#### Passage given
________________________

Reverse engineering a software is not an easy task. Especially not if you do this for the first time.
Hi, my name is Sebastian Manns. I study "general and digital forensics". Since one month I am a trainee at Cyberus Technology and my job is Software/Malware Analysis with Tycho.
In my first blog entry I will show you how easy it is to evaluate and manipulate system calls with Tycho using Pafish as an example.
Motivation
In order to gain first experiences in software analysis with Tycho, I was looking for a simple project that would still be useful.
I chose Pafish, because it is a small tool similar to malware that performs various tests to detect if it is running in a virtual environment. When malware detects virtualization, it may not do what it is supposed to do, but behaves inconspicuously. That's why it's important that analysis tools like Tycho are as invisible as possible.
By comparing the two screenshots below, you can see the difference between pafish's output on a normal Oracle Virtualbox VM and on my Tycho Setup. Currently Tycho is not completely invisible for Pafish:
What about the tests that failed? There are four tests that trace the Tycho VM:
- "Checking the difference between CPU timestamp counters (rdtsc) forcing VM exit"
- "Using mouse activity"
- "Checking if disk size <= 60GB via DeviceIoControl()"
- "Checking if disk size <= 60GB via GetDiskFreeSpaceExA()"

________________________

#### Dataset records
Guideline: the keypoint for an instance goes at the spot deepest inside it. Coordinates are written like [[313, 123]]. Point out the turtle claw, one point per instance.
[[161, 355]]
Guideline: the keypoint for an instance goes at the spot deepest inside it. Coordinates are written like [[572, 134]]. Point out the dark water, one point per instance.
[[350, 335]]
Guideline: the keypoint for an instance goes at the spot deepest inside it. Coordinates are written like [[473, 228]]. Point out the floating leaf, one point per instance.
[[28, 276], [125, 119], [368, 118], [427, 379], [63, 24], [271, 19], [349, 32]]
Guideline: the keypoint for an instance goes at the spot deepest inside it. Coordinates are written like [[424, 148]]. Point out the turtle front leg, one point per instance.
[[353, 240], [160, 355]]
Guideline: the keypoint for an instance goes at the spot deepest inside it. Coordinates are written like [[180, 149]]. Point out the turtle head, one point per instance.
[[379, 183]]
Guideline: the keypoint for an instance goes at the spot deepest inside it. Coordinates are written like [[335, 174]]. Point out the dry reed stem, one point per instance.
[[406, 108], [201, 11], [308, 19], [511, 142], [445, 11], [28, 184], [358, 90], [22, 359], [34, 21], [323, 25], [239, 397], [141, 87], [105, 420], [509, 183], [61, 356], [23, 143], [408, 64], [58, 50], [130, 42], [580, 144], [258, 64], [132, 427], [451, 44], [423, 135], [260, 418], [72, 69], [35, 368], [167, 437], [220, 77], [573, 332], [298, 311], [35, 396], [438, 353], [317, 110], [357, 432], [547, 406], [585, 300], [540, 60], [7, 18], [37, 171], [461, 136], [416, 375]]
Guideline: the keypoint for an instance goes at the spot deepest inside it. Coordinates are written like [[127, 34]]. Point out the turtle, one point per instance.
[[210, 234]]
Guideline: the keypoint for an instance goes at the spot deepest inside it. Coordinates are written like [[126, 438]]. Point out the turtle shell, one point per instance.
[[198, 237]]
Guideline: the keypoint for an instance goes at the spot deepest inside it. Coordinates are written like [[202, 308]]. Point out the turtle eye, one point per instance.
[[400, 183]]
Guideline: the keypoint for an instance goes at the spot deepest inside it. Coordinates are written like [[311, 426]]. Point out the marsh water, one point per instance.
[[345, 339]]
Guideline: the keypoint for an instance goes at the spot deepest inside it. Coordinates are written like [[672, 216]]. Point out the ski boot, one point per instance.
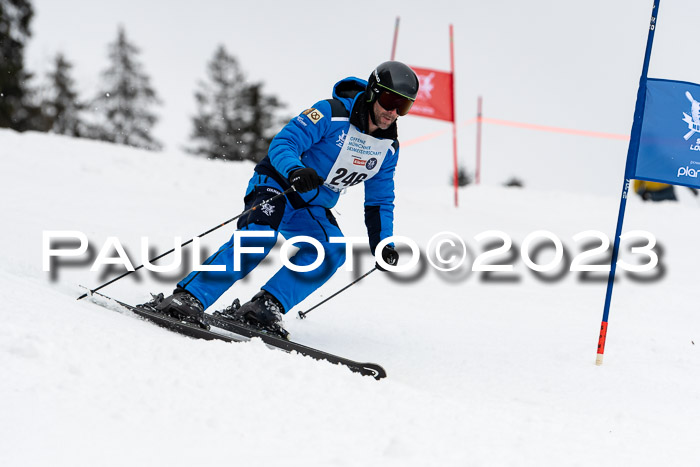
[[180, 305], [262, 312]]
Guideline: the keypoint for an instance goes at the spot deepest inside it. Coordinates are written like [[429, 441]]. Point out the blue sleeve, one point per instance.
[[379, 202], [303, 131]]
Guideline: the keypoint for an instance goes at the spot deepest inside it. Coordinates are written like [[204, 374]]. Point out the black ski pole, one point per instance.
[[302, 314], [288, 190]]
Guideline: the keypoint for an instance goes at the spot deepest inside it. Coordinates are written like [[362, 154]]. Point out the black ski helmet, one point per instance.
[[395, 77]]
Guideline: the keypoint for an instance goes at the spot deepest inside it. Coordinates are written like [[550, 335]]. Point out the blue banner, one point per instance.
[[669, 142]]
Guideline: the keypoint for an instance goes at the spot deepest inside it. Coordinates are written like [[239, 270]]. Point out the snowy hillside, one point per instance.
[[483, 369]]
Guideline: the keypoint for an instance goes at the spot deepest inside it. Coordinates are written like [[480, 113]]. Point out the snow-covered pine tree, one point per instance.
[[125, 99], [17, 108], [235, 120], [61, 103]]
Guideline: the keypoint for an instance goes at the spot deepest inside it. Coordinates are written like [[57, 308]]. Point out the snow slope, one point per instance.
[[481, 371]]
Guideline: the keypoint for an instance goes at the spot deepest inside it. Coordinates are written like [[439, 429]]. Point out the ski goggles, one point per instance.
[[392, 101]]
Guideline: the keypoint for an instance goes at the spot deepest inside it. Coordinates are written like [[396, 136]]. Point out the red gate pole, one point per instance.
[[477, 175], [454, 117]]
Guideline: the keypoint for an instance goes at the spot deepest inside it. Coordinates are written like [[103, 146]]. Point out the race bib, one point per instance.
[[360, 159]]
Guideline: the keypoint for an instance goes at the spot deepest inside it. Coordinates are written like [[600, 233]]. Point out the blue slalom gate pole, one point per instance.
[[630, 167]]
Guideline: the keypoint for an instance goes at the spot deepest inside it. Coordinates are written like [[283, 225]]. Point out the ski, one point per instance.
[[242, 333], [367, 369]]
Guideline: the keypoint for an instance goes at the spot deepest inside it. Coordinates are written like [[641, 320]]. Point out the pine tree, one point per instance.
[[235, 120], [62, 106], [123, 105], [16, 107]]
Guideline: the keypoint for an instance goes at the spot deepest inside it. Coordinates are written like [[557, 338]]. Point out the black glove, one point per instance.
[[390, 257], [305, 179]]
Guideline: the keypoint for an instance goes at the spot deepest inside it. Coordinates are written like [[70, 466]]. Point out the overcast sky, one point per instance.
[[564, 63]]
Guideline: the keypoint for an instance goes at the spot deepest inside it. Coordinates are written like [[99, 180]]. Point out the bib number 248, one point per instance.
[[343, 179]]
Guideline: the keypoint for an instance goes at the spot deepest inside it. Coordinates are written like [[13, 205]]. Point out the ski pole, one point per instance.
[[288, 190], [302, 314]]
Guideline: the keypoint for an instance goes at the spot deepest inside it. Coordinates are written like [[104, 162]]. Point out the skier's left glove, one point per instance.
[[390, 257]]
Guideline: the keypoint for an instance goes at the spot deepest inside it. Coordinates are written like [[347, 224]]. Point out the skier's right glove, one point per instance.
[[390, 257], [305, 179]]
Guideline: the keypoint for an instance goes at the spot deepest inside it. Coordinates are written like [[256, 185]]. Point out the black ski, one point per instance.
[[243, 333]]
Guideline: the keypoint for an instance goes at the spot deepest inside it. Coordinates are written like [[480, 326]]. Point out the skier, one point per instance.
[[332, 146]]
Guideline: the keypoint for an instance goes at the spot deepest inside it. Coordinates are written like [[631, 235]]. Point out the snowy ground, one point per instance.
[[481, 371]]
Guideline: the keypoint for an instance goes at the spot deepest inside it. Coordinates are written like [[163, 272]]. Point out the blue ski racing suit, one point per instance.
[[332, 138]]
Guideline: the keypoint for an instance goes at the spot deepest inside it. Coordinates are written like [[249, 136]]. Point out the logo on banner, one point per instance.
[[693, 120]]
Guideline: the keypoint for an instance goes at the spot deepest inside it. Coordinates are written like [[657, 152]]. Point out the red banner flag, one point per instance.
[[434, 98]]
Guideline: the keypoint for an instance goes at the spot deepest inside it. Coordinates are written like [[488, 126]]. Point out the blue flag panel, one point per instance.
[[669, 143]]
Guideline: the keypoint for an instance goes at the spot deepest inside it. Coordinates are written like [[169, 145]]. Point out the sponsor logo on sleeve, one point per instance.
[[313, 114]]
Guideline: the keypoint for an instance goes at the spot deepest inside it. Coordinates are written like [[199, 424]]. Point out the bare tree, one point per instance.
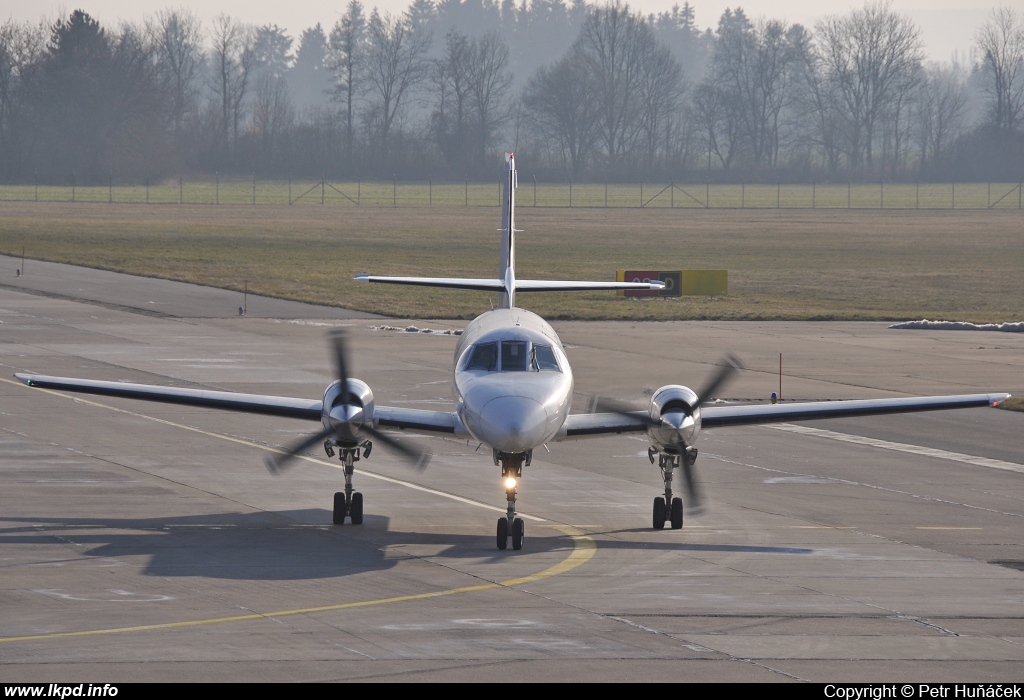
[[176, 37], [348, 53], [489, 88], [611, 44], [563, 104], [233, 61], [941, 108], [450, 121], [871, 56], [395, 67], [1001, 43]]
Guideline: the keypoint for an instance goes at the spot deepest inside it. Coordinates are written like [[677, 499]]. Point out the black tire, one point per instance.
[[503, 533], [355, 509], [339, 508], [677, 514], [658, 519], [518, 533]]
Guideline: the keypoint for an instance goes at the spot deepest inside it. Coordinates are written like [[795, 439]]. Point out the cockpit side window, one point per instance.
[[514, 356], [544, 358], [483, 356]]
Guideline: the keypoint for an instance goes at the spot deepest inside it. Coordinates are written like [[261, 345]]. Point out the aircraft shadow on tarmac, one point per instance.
[[292, 545]]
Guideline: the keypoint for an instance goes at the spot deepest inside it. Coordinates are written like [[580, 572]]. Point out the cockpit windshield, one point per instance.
[[515, 355], [484, 356]]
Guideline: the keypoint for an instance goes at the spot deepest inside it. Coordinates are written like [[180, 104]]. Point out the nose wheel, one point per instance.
[[348, 502], [511, 527]]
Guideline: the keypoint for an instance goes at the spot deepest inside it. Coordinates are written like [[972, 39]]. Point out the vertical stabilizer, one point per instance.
[[506, 271]]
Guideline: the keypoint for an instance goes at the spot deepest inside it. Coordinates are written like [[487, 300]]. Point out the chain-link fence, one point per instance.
[[253, 191]]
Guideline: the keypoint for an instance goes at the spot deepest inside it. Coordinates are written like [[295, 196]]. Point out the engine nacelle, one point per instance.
[[679, 422], [354, 407]]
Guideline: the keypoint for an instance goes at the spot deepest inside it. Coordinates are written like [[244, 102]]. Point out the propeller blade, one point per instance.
[[418, 458], [693, 501], [279, 463], [724, 374], [340, 365]]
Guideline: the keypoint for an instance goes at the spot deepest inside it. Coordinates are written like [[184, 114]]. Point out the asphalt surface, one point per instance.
[[141, 541]]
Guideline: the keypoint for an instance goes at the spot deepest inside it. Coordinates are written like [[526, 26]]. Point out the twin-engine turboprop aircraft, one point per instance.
[[513, 390]]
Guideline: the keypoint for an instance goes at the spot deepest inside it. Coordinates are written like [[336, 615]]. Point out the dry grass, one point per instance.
[[787, 264]]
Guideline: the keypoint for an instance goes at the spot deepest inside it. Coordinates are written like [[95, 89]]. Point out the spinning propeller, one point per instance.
[[345, 421], [730, 366]]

________________________

#### Problem statement
In the blog post about analyzing Pafish with Tycho, what do Pafish's tests try to detect?

#### Final answer
Whether it is running in a virtual environment.